─── Source passage ───

On Saturday, my wife went into Von’s to buy some coffee and some yogurt. She spotted a man in dirty clothes and shabby shoes pondering the chicken combo offerings. The man was looking at very small combos.
“Can I get you a combo?” L asked him.
“Sure,” he said.
“How about that one?” She pointed to a more robust cut than the ones he was eyeing.
“Sure,” he said again.
She picked it up and handed it to him. The disheveled man took it, but he also held onto his smaller selection.
“But if you don’t mind, I want you to stand in line for me. I’ll be right there!” my wife told him, handing him the chicken tray.
The man wandered over to the automatic checkout. L didn’t spot him right away. But the yogurt was nearby and she saw where he was standing.
She walked up to the automatic checkout area.
“I meant to get in a cashier’s line,” L said. L doesn’t like to use the automatic checkstands because she fears they’ll eventually put the clerks out of business.
“What’s happening?” another man, this one already checking out at an automatic station, asked the two of them.

─── Data lines ───

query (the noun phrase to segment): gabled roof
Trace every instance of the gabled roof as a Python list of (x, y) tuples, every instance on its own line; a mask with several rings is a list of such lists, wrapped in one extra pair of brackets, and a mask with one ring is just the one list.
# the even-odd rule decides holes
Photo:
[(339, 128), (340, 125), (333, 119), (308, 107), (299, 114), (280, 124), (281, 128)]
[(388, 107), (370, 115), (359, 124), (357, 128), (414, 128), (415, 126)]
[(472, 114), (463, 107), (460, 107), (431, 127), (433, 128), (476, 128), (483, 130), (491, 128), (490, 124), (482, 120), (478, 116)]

───

> [Required tasks]:
(1) Decide whether each statement below agrees with the grocery store story above, answering yes or no and quoting the story's deciding words: (a) The wife went into Von's to buy coffee and yogurt. (b) The man gave back his smaller selection after taking the combo she chose. (c) L prefers to use the automatic checkstands.
(2) Go on with the grocery store story above, starting after its final sentence.

> [The responses]:
(1)
(a) Yes: "went into Von’s to buy some coffee and some yogurt"
(b) No: "but he also held onto his smaller selection"
(c) No: "L doesn’t like to use the automatic checkstands"

(2)
“Oh, I’d like to buy this man’s chicken,” L said.
“I’ll get it,” the man at the station said. “You got two pieces there? No problem.” He rung them up on his own card.
So L had to wait in a long line for a cashier to buy coffee and yogurt. But the other man saved her about $8, and the disheveled man got enough chicken for the afternoon.
Later in the day, we went to church, and the sermon was about living in the moment.
The sermon was presented as an Eastern European parable. A king sought the consultation of a wise hermit. But while the king was visiting the hermit, just on the verge of asking him a final question, another man came to the door, badly wounded and seeking help.
The king and the hermit tended to the man and heard his story. They learned to their shock that the king’s own men had wounded this man, because he was, ironically, coming to the kingdom to kill the king, for seizing his brother’s property.
All forgave each other. The man left the hermitage. The king began to ask the hermit his final question.
“Nothing you can ask has not already been answered,” the hermit interrupted. “You did the right thing. You saw what needed to be done, and you lived in the moment.”
And what a lovely moment it was!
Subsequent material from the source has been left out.